### DIRECTIONS FOR THIS TASK
Extract every record, keeping each one exactly as it is.

### DATA EXCERPTS
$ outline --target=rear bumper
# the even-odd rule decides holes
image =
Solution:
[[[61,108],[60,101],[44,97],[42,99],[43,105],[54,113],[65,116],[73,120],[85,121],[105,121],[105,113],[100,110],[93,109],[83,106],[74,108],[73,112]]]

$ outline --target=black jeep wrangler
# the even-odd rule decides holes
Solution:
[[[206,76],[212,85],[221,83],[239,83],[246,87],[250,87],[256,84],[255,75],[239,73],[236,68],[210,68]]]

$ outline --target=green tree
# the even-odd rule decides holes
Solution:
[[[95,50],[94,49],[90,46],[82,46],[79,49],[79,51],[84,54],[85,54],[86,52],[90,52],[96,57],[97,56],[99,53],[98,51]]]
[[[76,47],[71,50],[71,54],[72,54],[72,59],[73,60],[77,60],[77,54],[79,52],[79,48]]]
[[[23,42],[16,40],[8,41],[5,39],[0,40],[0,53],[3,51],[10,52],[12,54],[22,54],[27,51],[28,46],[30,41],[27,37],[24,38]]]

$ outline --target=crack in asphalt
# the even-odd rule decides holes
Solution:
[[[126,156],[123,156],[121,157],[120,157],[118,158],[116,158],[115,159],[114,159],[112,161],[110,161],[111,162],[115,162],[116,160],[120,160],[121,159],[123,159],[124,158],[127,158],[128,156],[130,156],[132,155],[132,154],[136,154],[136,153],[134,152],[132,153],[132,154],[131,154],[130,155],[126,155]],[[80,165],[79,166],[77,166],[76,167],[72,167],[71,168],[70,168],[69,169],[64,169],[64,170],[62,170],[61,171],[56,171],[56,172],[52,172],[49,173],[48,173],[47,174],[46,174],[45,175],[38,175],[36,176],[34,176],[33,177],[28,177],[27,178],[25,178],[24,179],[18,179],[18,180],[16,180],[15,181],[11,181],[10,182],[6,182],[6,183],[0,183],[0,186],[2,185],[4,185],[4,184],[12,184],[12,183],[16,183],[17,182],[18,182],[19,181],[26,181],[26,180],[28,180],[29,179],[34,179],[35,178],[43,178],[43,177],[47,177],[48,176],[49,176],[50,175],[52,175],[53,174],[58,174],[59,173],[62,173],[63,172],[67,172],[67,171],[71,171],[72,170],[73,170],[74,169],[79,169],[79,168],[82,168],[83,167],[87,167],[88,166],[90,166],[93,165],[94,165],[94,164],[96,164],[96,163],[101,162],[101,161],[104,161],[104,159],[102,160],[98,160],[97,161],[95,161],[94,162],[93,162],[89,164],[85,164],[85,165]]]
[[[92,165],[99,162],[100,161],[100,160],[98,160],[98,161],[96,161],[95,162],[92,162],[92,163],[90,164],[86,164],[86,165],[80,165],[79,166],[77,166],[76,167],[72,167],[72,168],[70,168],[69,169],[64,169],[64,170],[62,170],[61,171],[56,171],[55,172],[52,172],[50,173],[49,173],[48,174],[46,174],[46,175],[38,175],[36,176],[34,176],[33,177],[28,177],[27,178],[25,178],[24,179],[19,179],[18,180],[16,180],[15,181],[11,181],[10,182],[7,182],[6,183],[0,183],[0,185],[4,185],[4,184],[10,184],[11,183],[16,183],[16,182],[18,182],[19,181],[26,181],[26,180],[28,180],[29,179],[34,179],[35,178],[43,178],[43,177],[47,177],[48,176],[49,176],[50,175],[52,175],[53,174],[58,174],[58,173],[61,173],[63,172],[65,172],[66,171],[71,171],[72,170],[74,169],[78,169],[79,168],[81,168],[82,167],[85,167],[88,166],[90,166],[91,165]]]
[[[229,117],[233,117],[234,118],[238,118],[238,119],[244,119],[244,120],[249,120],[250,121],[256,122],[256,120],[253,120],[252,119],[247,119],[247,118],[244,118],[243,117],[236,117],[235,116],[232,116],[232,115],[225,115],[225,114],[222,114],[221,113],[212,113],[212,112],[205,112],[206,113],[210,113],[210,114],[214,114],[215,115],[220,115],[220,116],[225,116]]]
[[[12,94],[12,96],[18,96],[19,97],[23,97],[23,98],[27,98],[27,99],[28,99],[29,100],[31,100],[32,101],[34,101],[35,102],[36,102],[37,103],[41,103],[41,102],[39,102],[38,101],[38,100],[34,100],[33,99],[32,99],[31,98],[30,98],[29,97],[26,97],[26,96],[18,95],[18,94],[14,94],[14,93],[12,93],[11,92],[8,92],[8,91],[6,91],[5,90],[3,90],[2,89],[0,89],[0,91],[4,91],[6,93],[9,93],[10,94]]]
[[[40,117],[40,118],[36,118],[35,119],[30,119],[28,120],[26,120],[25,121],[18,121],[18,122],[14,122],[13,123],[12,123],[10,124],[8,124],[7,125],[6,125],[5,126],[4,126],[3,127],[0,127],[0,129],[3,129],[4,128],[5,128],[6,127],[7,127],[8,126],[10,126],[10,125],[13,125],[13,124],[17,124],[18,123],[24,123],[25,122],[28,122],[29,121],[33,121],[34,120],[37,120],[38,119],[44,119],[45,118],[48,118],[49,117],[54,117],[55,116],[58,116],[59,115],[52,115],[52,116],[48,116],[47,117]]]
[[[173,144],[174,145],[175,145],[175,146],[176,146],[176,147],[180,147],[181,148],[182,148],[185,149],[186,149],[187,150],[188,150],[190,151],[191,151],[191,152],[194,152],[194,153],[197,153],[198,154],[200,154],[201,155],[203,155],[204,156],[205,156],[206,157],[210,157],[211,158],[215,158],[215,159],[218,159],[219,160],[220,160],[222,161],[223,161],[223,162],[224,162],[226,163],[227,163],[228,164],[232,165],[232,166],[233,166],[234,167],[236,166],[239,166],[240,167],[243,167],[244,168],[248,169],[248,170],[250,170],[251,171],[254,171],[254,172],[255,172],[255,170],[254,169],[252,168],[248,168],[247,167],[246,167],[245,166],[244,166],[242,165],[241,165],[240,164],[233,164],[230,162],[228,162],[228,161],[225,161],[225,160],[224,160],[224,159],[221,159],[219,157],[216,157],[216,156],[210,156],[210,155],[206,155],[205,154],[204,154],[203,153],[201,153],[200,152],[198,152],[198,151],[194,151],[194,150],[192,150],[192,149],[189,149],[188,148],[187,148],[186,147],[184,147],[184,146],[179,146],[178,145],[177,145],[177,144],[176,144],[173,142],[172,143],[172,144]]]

### RESPONSE TO THIS TASK
$ outline --target=rear bumper
# the even-odd rule decides holes
image =
Solution:
[[[61,108],[60,101],[44,97],[42,99],[43,105],[54,113],[65,116],[73,120],[85,121],[105,121],[105,113],[100,110],[93,109],[83,106],[74,108],[73,112]]]

$ outline --target=black jeep wrangler
# the even-odd rule decides holes
Solution:
[[[206,76],[212,85],[221,83],[239,83],[246,87],[250,87],[256,84],[255,75],[239,73],[236,68],[210,68]]]

$ outline --target=green tree
# the even-odd rule decides holes
Solution:
[[[95,50],[94,49],[90,46],[82,46],[79,49],[79,51],[84,54],[85,54],[86,52],[90,52],[96,57],[97,56],[99,53],[98,51]]]
[[[76,47],[71,50],[71,54],[72,54],[72,59],[73,60],[77,60],[77,54],[79,52],[79,48]]]
[[[23,42],[16,40],[8,41],[5,39],[0,40],[0,53],[3,51],[10,52],[12,54],[22,54],[27,51],[28,46],[30,41],[27,37],[24,38]]]

$ outline --target=crack in asphalt
# the even-odd rule decides holes
Solution:
[[[126,156],[123,156],[121,157],[120,157],[118,158],[116,158],[115,159],[114,159],[112,161],[110,161],[111,162],[115,162],[116,160],[120,160],[121,159],[123,159],[124,158],[127,158],[128,156],[130,156],[132,155],[132,154],[136,154],[136,153],[134,152],[132,153],[132,154],[131,154],[130,155],[126,155]],[[80,165],[79,166],[77,166],[76,167],[72,167],[71,168],[70,168],[69,169],[64,169],[64,170],[62,170],[61,171],[56,171],[56,172],[52,172],[49,173],[48,173],[47,174],[46,174],[45,175],[38,175],[36,176],[34,176],[33,177],[28,177],[27,178],[25,178],[24,179],[18,179],[18,180],[16,180],[15,181],[11,181],[10,182],[6,182],[6,183],[0,183],[0,186],[2,185],[4,185],[4,184],[12,184],[12,183],[16,183],[17,182],[18,182],[19,181],[26,181],[26,180],[28,180],[29,179],[34,179],[35,178],[43,178],[43,177],[47,177],[48,176],[49,176],[50,175],[52,175],[53,174],[58,174],[59,173],[62,173],[63,172],[67,172],[67,171],[71,171],[72,170],[73,170],[74,169],[79,169],[79,168],[82,168],[83,167],[87,167],[88,166],[90,166],[93,165],[94,165],[94,164],[96,164],[96,163],[101,162],[101,161],[104,161],[104,159],[102,160],[98,160],[97,161],[95,161],[94,162],[93,162],[89,164],[85,164],[85,165]]]
[[[92,165],[99,162],[100,161],[100,160],[98,160],[98,161],[96,161],[95,162],[92,162],[92,163],[90,164],[86,164],[86,165],[80,165],[79,166],[77,166],[76,167],[72,167],[72,168],[70,168],[69,169],[64,169],[64,170],[62,170],[61,171],[56,171],[55,172],[52,172],[50,173],[49,173],[48,174],[46,174],[46,175],[38,175],[36,176],[34,176],[33,177],[28,177],[27,178],[25,178],[24,179],[19,179],[18,180],[16,180],[15,181],[11,181],[10,182],[7,182],[6,183],[0,183],[0,185],[4,185],[4,184],[10,184],[11,183],[16,183],[16,182],[18,182],[19,181],[26,181],[26,180],[28,180],[29,179],[34,179],[35,178],[43,178],[43,177],[47,177],[48,176],[49,176],[50,175],[52,175],[53,174],[58,174],[58,173],[61,173],[63,172],[65,172],[66,171],[71,171],[72,170],[74,169],[78,169],[79,168],[81,168],[82,167],[85,167],[88,166],[90,166],[91,165]]]
[[[229,117],[233,117],[234,118],[238,118],[238,119],[244,119],[244,120],[249,120],[250,121],[256,122],[256,120],[253,120],[252,119],[247,119],[247,118],[244,118],[243,117],[236,117],[235,116],[232,116],[232,115],[225,115],[225,114],[222,114],[221,113],[212,113],[212,112],[205,112],[206,113],[210,113],[210,114],[214,114],[215,115],[220,115],[220,116],[225,116]]]
[[[12,94],[12,96],[18,96],[19,97],[23,97],[23,98],[27,98],[27,99],[28,99],[29,100],[31,100],[32,101],[34,101],[35,102],[36,102],[37,103],[41,103],[41,102],[39,102],[38,101],[38,100],[34,100],[33,99],[32,99],[31,98],[30,98],[29,97],[26,97],[26,96],[18,95],[18,94],[14,94],[14,93],[12,93],[11,92],[8,92],[8,91],[6,91],[5,90],[3,90],[2,89],[0,89],[0,91],[4,91],[6,93],[9,93],[10,94]]]
[[[40,117],[40,118],[36,118],[35,119],[30,119],[28,120],[26,120],[25,121],[18,121],[18,122],[14,122],[13,123],[12,123],[10,124],[8,124],[7,125],[6,125],[5,126],[4,126],[3,127],[0,127],[0,129],[3,129],[4,128],[5,128],[6,127],[7,127],[8,126],[10,126],[10,125],[13,125],[13,124],[17,124],[18,123],[24,123],[25,122],[28,122],[29,121],[33,121],[34,120],[37,120],[38,119],[44,119],[45,118],[48,118],[49,117],[54,117],[55,116],[58,116],[59,115],[52,115],[52,116],[48,116],[47,117]]]
[[[173,144],[174,145],[175,145],[175,146],[176,146],[176,147],[180,147],[181,148],[182,148],[185,149],[186,149],[187,150],[188,150],[190,151],[191,151],[191,152],[194,152],[194,153],[197,153],[198,154],[200,154],[201,155],[203,155],[204,156],[205,156],[206,157],[210,157],[211,158],[215,158],[215,159],[218,159],[219,160],[220,160],[222,161],[223,161],[223,162],[224,162],[226,163],[227,163],[228,164],[232,165],[232,166],[233,166],[234,167],[236,166],[239,166],[240,167],[243,167],[244,168],[248,169],[248,170],[250,170],[251,171],[254,171],[254,172],[255,172],[255,170],[254,169],[252,168],[248,168],[247,167],[246,167],[245,166],[244,166],[242,165],[241,165],[240,164],[233,164],[230,162],[228,162],[228,161],[225,161],[225,160],[224,160],[224,159],[221,159],[219,157],[216,157],[216,156],[210,156],[210,155],[206,155],[205,154],[204,154],[203,153],[201,153],[200,152],[198,152],[198,151],[194,151],[194,150],[192,150],[192,149],[189,149],[188,148],[187,148],[186,147],[184,147],[184,146],[179,146],[178,145],[177,145],[177,144],[176,144],[173,142],[172,143],[172,144]]]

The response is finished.